-- START OF RECORDS FOR THE EXERCISE --

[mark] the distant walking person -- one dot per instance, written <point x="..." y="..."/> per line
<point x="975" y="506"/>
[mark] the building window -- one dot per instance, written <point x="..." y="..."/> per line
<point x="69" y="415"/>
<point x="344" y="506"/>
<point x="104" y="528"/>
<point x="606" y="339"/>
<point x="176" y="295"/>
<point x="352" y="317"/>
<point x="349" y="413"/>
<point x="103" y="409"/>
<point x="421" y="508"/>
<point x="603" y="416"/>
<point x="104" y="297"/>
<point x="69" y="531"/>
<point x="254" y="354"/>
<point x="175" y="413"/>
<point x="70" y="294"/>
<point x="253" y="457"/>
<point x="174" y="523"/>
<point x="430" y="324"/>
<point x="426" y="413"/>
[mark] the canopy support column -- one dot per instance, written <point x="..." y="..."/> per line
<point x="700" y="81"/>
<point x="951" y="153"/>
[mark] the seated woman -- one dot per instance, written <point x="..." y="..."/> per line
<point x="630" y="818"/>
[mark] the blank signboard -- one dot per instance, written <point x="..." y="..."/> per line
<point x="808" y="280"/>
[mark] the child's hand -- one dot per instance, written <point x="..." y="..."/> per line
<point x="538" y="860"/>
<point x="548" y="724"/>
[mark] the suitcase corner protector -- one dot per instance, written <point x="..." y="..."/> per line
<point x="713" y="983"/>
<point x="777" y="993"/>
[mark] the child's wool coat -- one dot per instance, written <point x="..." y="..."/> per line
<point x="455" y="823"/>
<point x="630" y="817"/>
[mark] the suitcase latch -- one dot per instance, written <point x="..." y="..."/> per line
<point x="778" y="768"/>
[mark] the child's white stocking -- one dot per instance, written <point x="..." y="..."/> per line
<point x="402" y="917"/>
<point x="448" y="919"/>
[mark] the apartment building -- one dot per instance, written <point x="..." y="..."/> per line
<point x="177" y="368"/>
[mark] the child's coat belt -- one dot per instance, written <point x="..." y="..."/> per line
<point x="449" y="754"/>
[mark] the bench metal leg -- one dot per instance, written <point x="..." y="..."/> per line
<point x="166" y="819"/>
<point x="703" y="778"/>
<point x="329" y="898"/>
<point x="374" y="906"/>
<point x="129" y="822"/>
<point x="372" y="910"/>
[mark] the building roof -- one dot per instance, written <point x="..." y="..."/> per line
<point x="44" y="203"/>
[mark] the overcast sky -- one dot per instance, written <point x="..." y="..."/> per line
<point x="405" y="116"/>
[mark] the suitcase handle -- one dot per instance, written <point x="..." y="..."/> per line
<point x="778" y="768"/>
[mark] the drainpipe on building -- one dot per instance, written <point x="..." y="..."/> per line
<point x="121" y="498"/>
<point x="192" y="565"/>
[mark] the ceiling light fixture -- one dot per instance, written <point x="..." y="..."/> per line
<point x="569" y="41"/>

-- END OF RECORDS FOR THE EXERCISE --

## WHAT TO WORK ON
Rewrite all of the data above, changing every "suitcase" to "trunk" and leaving the rest as it is.

## SOLUTION
[mark] the distant walking person -- one dot per instance, written <point x="..." y="..."/> per line
<point x="975" y="506"/>
[mark] the building window -- one dot per instance, written <point x="..." y="..."/> per line
<point x="69" y="415"/>
<point x="344" y="506"/>
<point x="104" y="528"/>
<point x="606" y="339"/>
<point x="176" y="295"/>
<point x="352" y="317"/>
<point x="349" y="413"/>
<point x="103" y="409"/>
<point x="421" y="508"/>
<point x="603" y="416"/>
<point x="104" y="297"/>
<point x="69" y="531"/>
<point x="254" y="354"/>
<point x="175" y="413"/>
<point x="70" y="294"/>
<point x="253" y="457"/>
<point x="174" y="523"/>
<point x="430" y="324"/>
<point x="426" y="413"/>
[mark] the canopy support column -- one dot per instance, written <point x="..." y="..."/> per line
<point x="700" y="81"/>
<point x="951" y="153"/>
[mark] the seated woman -- one dot per instance, written <point x="..." y="..."/> per line
<point x="630" y="818"/>
[mark] the blank signboard -- one dot per instance, written <point x="..." y="..."/> per line
<point x="808" y="280"/>
[mark] the child's hand -- one dot per instance, written <point x="..." y="..."/> per line
<point x="538" y="860"/>
<point x="548" y="724"/>
[mark] the trunk corner protector -- one dot per instance, written <point x="..." y="..."/> per line
<point x="713" y="983"/>
<point x="777" y="993"/>
[mark] the child's wool coat -- one dot per instance, written <point x="..." y="..."/> per line
<point x="455" y="823"/>
<point x="630" y="817"/>
[mark] the trunk latch -- one dot per instance, written <point x="..." y="..."/> per line
<point x="778" y="768"/>
[mark] the child's white stocking -- one dot per instance, written <point x="..." y="..."/> per line
<point x="402" y="917"/>
<point x="448" y="919"/>
[mark] the apartment building -- one dot per instance, written <point x="..." y="..."/> per line
<point x="177" y="368"/>
[mark] the child's coat belt -- one dot per instance, written <point x="..." y="..."/> per line
<point x="449" y="754"/>
[mark] the bench metal leg -- one dot per instance, written <point x="..." y="..."/> per line
<point x="166" y="819"/>
<point x="703" y="778"/>
<point x="329" y="898"/>
<point x="374" y="906"/>
<point x="129" y="822"/>
<point x="372" y="910"/>
[mark] the building roof -- one dot per instance, written <point x="..." y="..."/> per line
<point x="44" y="203"/>
[mark] the overcast sky -- one dot per instance, written <point x="..." y="..."/> per line
<point x="405" y="116"/>
[mark] the trunk handle -- one dot per instance, written <point x="..." y="..."/> per line
<point x="778" y="768"/>
[mark] the drainpipe on building -- one dot per instance, written <point x="..." y="..."/> per line
<point x="121" y="498"/>
<point x="192" y="565"/>
[mark] the ceiling light fixture -- one dot per instance, written <point x="..." y="..."/> per line
<point x="569" y="41"/>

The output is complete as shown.